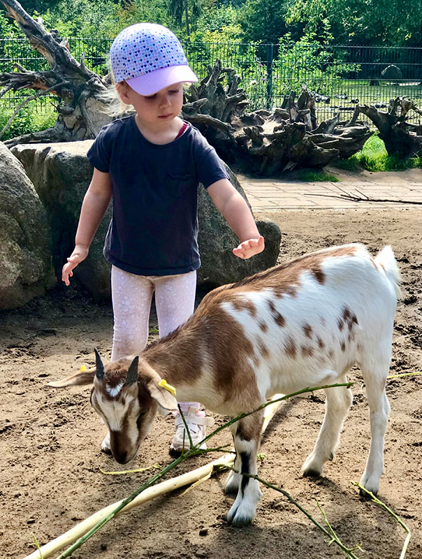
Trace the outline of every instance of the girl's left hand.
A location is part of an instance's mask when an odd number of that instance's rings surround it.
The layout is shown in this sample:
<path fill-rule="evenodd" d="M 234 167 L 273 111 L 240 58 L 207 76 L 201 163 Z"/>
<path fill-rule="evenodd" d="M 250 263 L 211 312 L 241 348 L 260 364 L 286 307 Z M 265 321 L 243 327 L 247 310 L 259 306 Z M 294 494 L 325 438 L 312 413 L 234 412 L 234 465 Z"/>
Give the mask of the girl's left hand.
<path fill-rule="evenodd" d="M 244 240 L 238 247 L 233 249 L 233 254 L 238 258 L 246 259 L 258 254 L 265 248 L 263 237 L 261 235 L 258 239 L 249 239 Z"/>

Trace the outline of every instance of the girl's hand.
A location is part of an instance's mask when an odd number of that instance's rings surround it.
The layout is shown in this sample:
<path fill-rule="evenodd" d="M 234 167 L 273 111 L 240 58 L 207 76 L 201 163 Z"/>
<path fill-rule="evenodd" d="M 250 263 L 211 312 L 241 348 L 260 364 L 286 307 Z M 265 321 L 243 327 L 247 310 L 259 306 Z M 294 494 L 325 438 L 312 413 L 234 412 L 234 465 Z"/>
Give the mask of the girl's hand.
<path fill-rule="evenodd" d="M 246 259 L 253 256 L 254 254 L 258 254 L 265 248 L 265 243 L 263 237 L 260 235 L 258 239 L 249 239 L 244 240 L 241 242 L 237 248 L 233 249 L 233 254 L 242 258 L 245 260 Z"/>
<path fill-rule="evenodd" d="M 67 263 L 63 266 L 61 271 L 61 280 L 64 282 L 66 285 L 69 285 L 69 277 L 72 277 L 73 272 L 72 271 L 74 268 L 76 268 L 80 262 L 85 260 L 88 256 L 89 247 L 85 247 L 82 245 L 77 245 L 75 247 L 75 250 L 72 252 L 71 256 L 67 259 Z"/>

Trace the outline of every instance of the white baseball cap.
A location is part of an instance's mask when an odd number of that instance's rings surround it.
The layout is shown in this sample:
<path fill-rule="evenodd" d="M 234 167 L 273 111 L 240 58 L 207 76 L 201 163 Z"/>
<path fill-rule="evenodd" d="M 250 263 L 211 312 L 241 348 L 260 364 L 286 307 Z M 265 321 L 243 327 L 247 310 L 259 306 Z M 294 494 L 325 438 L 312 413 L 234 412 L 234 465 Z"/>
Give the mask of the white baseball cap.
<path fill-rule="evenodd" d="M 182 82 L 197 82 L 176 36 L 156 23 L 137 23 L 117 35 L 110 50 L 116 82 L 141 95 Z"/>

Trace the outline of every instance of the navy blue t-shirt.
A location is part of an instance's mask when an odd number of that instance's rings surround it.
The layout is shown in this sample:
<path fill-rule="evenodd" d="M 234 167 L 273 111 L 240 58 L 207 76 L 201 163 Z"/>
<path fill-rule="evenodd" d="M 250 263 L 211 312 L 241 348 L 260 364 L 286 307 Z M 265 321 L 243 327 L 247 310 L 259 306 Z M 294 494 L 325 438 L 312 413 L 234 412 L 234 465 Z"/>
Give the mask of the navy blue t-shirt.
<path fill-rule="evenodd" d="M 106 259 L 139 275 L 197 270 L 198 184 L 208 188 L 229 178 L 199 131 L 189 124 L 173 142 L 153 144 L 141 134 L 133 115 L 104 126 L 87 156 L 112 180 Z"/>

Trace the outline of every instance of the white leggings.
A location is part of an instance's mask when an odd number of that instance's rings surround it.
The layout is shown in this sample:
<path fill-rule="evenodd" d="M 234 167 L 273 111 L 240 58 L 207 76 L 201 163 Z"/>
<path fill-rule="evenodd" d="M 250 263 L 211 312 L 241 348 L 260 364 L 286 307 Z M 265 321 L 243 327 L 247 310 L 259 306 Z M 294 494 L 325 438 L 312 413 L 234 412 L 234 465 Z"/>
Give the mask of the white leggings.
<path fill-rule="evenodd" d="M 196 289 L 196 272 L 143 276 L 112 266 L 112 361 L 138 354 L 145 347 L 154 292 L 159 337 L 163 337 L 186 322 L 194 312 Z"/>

###

# Problem
Write out exactly the lines starting with the one that holds "Trace the outline of every instance of the white leggings." and running through the last line above.

# Task solution
Trace the outline of every instance of the white leggings.
A location is part of an instance's mask when an odd number of that instance's rings surround it.
The layout is shown in this sample:
<path fill-rule="evenodd" d="M 234 167 L 273 111 L 240 58 L 207 76 L 201 163 Z"/>
<path fill-rule="evenodd" d="M 250 263 L 211 312 L 241 348 L 260 364 L 286 307 Z M 265 321 L 243 327 L 247 310 L 259 306 Z M 294 494 L 325 438 L 312 413 L 234 412 L 234 465 Z"/>
Give the mask of the white leggings.
<path fill-rule="evenodd" d="M 196 289 L 196 272 L 143 276 L 112 266 L 112 361 L 138 354 L 145 347 L 154 292 L 159 337 L 163 337 L 186 322 L 194 312 Z"/>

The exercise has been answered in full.